▸ **WHAT TO WORK ON**
Your response should contain only the lines running from the top of the data below through the line with "box: [0, 175, 363, 251]", both included. Pictures must be omitted.
»»
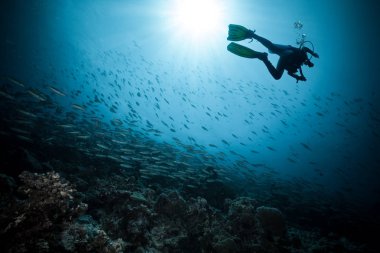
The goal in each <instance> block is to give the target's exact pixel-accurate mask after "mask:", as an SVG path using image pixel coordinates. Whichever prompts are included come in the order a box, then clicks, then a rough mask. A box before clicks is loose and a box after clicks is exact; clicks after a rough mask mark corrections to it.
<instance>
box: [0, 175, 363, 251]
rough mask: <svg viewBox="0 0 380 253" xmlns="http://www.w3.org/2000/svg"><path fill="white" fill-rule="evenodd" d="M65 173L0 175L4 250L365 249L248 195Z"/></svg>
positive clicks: (163, 250) (316, 250) (114, 250)
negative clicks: (170, 187)
mask: <svg viewBox="0 0 380 253" xmlns="http://www.w3.org/2000/svg"><path fill="white" fill-rule="evenodd" d="M68 177H69V178H70V180H71V182H70V183H69V182H68V181H67V180H65V179H63V178H62V177H61V176H60V174H59V173H57V172H47V173H39V174H37V173H31V172H27V171H24V172H23V173H21V174H20V176H19V178H20V183H21V185H20V186H19V187H18V188H17V186H16V181H14V180H13V179H11V178H9V177H7V176H6V175H1V177H0V183H1V184H0V186H1V188H2V189H5V190H4V194H3V195H2V198H1V207H2V210H1V216H0V217H1V218H0V225H1V233H0V239H1V241H2V242H6V243H5V244H3V245H2V247H3V248H4V251H2V252H16V253H17V252H106V253H119V252H141V253H142V252H152V253H156V252H157V253H158V252H215V253H234V252H257V253H276V252H279V253H280V252H281V253H283V252H295V253H301V252H307V253H309V252H310V253H319V252H351V253H353V252H355V253H356V252H364V251H365V248H364V247H358V246H355V245H353V244H350V243H349V242H348V241H347V240H345V239H344V238H334V237H333V236H330V237H323V236H321V235H320V234H319V233H318V232H317V231H314V232H310V231H301V230H299V229H295V228H292V227H290V228H288V227H287V225H286V221H285V217H284V215H283V214H282V213H281V211H280V210H279V209H277V208H273V207H268V206H262V205H259V203H258V202H257V201H256V200H254V199H252V198H248V197H238V198H235V199H226V200H225V201H224V208H223V209H217V208H215V207H213V206H211V205H210V203H208V201H207V200H206V199H205V198H203V197H201V196H199V197H196V198H194V197H188V198H185V197H184V195H182V194H181V192H180V191H179V190H172V189H166V188H160V187H154V189H153V188H150V187H149V186H146V185H144V184H142V183H141V182H139V181H138V180H136V178H135V177H134V176H130V175H127V174H126V173H124V172H123V171H121V172H119V173H111V174H101V176H99V175H94V176H92V177H81V176H79V175H77V176H74V175H68ZM74 185H76V186H78V188H79V189H81V192H78V191H77V190H76V189H75V188H74ZM16 188H17V191H16ZM84 202H86V203H88V205H87V204H84ZM219 205H220V206H223V205H222V204H219Z"/></svg>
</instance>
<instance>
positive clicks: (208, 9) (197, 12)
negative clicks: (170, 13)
mask: <svg viewBox="0 0 380 253" xmlns="http://www.w3.org/2000/svg"><path fill="white" fill-rule="evenodd" d="M173 17H174V20H173V21H174V24H175V26H178V27H179V28H180V29H181V30H182V32H184V33H186V35H187V36H189V37H192V38H197V37H199V36H202V35H204V34H206V33H214V32H216V31H217V28H218V26H219V25H220V24H221V21H222V8H221V6H220V1H217V0H177V1H176V3H175V7H174V10H173Z"/></svg>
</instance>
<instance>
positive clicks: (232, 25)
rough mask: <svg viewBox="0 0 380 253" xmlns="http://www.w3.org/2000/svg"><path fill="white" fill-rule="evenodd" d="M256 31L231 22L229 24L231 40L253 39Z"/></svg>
mask: <svg viewBox="0 0 380 253" xmlns="http://www.w3.org/2000/svg"><path fill="white" fill-rule="evenodd" d="M253 33H254V31H251V30H249V29H247V28H245V27H244V26H241V25H234V24H230V25H229V26H228V37H227V40H229V41H241V40H245V39H251V38H252V34H253Z"/></svg>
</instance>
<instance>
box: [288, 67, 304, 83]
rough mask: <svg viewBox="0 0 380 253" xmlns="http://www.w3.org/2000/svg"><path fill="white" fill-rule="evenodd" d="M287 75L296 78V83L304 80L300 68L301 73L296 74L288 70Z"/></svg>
mask: <svg viewBox="0 0 380 253" xmlns="http://www.w3.org/2000/svg"><path fill="white" fill-rule="evenodd" d="M288 75H289V76H291V77H293V78H295V79H296V80H297V83H298V81H306V78H305V77H304V75H303V74H302V70H301V75H300V76H299V75H297V74H295V73H292V72H289V71H288Z"/></svg>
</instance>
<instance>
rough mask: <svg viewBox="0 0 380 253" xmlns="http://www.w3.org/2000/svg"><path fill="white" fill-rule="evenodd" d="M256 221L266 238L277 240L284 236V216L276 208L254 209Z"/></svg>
mask: <svg viewBox="0 0 380 253" xmlns="http://www.w3.org/2000/svg"><path fill="white" fill-rule="evenodd" d="M256 221H257V223H258V226H259V228H260V229H261V231H262V232H263V233H264V234H265V235H266V236H270V237H274V238H278V237H282V236H283V235H284V234H285V231H286V224H285V220H284V216H283V215H282V213H281V211H280V210H278V209H277V208H273V207H266V206H261V207H258V208H257V209H256Z"/></svg>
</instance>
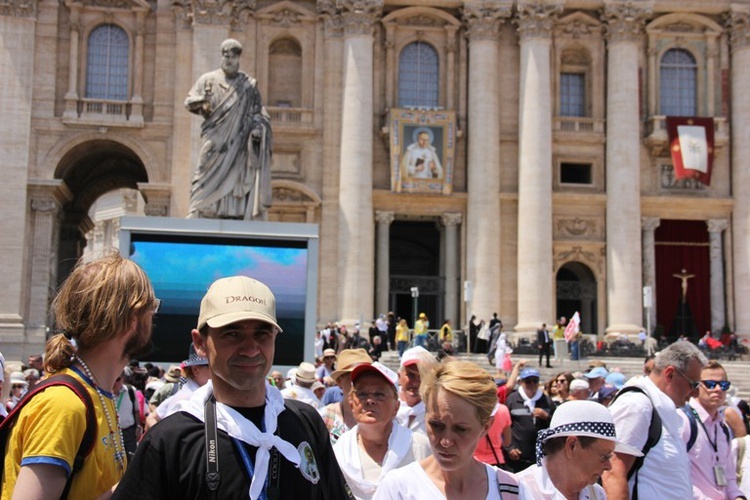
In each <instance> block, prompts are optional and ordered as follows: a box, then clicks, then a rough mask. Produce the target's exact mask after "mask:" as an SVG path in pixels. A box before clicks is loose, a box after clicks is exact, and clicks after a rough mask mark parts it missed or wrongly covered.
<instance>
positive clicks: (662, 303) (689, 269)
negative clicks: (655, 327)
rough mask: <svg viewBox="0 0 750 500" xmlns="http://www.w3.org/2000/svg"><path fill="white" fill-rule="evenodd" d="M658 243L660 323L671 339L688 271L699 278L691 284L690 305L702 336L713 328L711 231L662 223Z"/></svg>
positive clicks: (690, 223)
mask: <svg viewBox="0 0 750 500" xmlns="http://www.w3.org/2000/svg"><path fill="white" fill-rule="evenodd" d="M654 237H655V240H656V249H655V250H656V322H657V324H659V325H661V326H663V327H664V335H669V332H670V331H671V329H672V322H673V321H674V319H675V315H676V314H677V310H678V307H679V302H680V297H681V296H682V288H681V280H680V279H679V278H675V277H674V275H675V274H680V272H681V271H682V269H685V270H686V271H687V273H688V274H694V275H695V277H694V278H691V279H689V280H688V290H687V301H688V303H689V304H690V310H691V311H692V313H693V320H694V322H695V326H696V328H697V330H698V334H699V335H702V333H703V332H705V331H706V330H709V329H710V328H711V295H710V283H709V279H710V260H709V248H708V227H707V226H706V223H705V222H704V221H678V220H662V221H661V224H660V225H659V227H658V228H657V229H656V232H655V235H654Z"/></svg>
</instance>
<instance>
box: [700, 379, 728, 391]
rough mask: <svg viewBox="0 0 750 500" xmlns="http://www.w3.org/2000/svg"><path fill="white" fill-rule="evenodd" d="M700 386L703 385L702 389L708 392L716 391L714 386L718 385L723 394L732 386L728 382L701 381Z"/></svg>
mask: <svg viewBox="0 0 750 500" xmlns="http://www.w3.org/2000/svg"><path fill="white" fill-rule="evenodd" d="M701 384H703V387H705V388H706V389H708V390H709V391H710V390H713V389H716V386H717V385H718V386H719V387H720V388H721V390H722V391H724V392H726V391H728V390H729V388H730V387H731V386H732V383H731V382H730V381H728V380H701Z"/></svg>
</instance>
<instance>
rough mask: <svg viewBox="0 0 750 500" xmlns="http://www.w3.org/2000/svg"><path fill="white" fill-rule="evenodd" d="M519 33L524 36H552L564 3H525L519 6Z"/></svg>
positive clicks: (546, 36)
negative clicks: (558, 3) (558, 16)
mask: <svg viewBox="0 0 750 500" xmlns="http://www.w3.org/2000/svg"><path fill="white" fill-rule="evenodd" d="M517 10H518V12H517V16H518V17H517V19H516V21H515V24H516V25H517V26H518V33H519V35H520V37H521V39H524V38H551V37H552V29H553V28H554V27H555V21H556V20H557V16H558V15H559V14H560V13H561V12H562V11H563V6H562V4H557V3H553V4H547V3H541V2H538V3H533V4H532V3H525V4H519V5H518V7H517Z"/></svg>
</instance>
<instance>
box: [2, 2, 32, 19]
mask: <svg viewBox="0 0 750 500" xmlns="http://www.w3.org/2000/svg"><path fill="white" fill-rule="evenodd" d="M38 4H39V2H38V0H3V1H2V2H0V16H9V17H23V18H34V19H36V12H37V6H38Z"/></svg>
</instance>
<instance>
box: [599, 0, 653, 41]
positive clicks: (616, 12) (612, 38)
mask: <svg viewBox="0 0 750 500" xmlns="http://www.w3.org/2000/svg"><path fill="white" fill-rule="evenodd" d="M652 11H653V6H652V2H650V1H645V2H637V3H636V2H632V1H625V2H623V1H620V0H613V1H609V2H606V3H605V4H604V12H603V13H602V16H601V19H602V21H604V22H605V23H606V25H607V29H606V38H607V41H608V42H609V43H612V42H637V41H639V40H640V38H641V34H642V33H643V27H644V25H645V23H646V20H647V19H648V17H649V16H650V15H651V13H652Z"/></svg>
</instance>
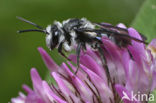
««
▸ **OUTPUT BELOW**
The goal in each <instance> block is to give the target's exact pixel-accurate mask after "mask:", as an SVG path using image pixel coordinates. Whichever prompts are included come in the order a box, then clicks, then a rough mask. A box before clicks is loose and a box after clicks is exact; clicks after a rough mask mark corrections to it.
<instance>
box: [0, 175, 363, 251]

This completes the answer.